Data entries
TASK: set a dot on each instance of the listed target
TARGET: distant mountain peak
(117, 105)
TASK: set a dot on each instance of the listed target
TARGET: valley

WHAT YOU NEED TO DO
Every record needs to be reproduced exactly, with none skipped.

OUTPUT FOR THIS EXERCISE
TASK: set a dot on each instance of the listed target
TARGET: distant mountain peak
(117, 105)
TASK: set a dot on each instance of the listed target
TARGET: valley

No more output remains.